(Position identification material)
↓↓↓
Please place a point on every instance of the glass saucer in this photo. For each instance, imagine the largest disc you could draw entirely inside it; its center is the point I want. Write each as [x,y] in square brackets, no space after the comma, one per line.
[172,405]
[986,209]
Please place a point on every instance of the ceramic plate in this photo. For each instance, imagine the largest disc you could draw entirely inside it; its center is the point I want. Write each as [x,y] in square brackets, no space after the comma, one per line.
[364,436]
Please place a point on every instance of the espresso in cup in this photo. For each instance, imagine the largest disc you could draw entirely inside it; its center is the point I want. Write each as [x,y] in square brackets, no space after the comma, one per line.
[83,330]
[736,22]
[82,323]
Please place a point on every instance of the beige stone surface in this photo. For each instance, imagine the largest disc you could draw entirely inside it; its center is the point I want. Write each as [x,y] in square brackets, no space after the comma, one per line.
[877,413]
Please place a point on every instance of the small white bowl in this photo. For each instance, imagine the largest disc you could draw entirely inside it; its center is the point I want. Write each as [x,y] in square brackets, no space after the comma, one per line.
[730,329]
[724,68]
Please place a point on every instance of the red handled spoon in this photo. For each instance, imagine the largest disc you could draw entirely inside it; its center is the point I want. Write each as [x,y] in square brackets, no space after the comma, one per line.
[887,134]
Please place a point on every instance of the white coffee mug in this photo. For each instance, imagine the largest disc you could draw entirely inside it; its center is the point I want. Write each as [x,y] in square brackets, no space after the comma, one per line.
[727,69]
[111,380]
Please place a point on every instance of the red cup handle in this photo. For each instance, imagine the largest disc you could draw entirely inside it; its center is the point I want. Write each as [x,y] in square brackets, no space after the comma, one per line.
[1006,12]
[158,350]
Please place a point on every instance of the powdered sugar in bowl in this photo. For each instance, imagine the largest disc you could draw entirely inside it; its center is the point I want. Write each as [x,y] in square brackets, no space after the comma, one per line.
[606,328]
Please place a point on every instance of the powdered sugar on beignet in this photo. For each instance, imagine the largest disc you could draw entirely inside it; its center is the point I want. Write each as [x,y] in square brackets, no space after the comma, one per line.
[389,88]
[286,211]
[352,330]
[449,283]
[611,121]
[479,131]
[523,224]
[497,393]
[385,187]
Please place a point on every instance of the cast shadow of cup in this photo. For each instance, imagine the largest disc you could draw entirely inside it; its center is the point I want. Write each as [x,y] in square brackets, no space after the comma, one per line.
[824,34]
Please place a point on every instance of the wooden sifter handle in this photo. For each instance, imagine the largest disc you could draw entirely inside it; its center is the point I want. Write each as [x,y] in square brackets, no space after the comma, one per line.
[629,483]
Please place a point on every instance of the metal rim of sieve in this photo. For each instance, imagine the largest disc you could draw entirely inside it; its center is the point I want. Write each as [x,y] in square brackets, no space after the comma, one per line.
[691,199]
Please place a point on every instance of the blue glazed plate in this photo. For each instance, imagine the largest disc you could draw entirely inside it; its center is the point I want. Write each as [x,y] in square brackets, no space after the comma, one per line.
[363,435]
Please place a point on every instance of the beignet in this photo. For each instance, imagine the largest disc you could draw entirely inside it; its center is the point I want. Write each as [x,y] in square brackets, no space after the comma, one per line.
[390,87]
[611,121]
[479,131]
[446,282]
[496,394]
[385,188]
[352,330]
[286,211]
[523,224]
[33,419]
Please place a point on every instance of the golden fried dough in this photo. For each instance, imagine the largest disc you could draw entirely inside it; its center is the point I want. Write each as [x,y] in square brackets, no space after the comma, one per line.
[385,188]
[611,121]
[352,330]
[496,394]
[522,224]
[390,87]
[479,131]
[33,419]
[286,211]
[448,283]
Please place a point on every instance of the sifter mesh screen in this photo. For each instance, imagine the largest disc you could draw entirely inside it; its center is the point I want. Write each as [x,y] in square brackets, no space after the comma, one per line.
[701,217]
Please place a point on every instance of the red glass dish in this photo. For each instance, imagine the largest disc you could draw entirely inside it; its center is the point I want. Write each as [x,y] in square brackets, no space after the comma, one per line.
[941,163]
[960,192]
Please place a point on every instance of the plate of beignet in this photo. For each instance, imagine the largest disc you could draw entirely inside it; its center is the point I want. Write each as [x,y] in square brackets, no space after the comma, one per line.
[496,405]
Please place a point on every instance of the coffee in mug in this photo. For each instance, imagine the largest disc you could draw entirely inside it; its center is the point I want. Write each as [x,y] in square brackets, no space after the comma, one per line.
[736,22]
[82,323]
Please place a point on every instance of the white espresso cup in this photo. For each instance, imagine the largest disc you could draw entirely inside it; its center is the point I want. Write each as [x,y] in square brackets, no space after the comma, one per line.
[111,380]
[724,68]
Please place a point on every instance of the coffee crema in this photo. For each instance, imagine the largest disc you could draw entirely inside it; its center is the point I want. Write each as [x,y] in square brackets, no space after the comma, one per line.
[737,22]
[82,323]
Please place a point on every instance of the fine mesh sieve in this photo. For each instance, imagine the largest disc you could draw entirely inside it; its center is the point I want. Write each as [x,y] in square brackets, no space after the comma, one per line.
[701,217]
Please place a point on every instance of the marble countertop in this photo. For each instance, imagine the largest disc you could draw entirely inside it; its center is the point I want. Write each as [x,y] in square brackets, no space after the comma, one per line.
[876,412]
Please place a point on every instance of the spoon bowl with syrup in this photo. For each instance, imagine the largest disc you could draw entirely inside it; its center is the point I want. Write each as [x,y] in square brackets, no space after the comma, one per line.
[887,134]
↑↑↑
**STATED PROBLEM:** Please copy everything from the line containing "Please place a point on every instance of the white espresso" down to the end of the material, reproducing each line unchanged.

**WRITTEN ANSWER:**
Please place a point on every instance of the white espresso cup in this photo. For each instance, imagine the largest disc you could draw entirely inside it; its center is the point I want. Write each as [x,y] in square brackets, no space after the comma, one per line.
[111,380]
[724,68]
Please place a point on every instance of the coffee crema in this photo. For each instance, imagine the largest disc you could draw entirely inside it; its center is the point I want. Write each as [x,y] in square brackets, no space after the comma, one per line.
[737,22]
[82,323]
Please place a point on every instance of the fine mesh sieve in this photo. For each instance, imagine the largest disc you could draw entirely inside it; its center is the point I want. Write each as [x,y] in square brackets, no space after the comma, one per line.
[701,217]
Please place a point on every instance of the marble countertop in this photo. For each instance, imagine the largest disc you could draw entirely inside it; its center is the point I want. Write each as [x,y] in square brackets, no space after the comma, one per line.
[876,412]
Please place a point on every instance of the spoon bowl with syrup in this photo. For each instance, imagine the largest disc you could draw entirely inside it; its center is the point I want. Write each as [x,y] in square brackets, no space after the comma, one per line.
[887,134]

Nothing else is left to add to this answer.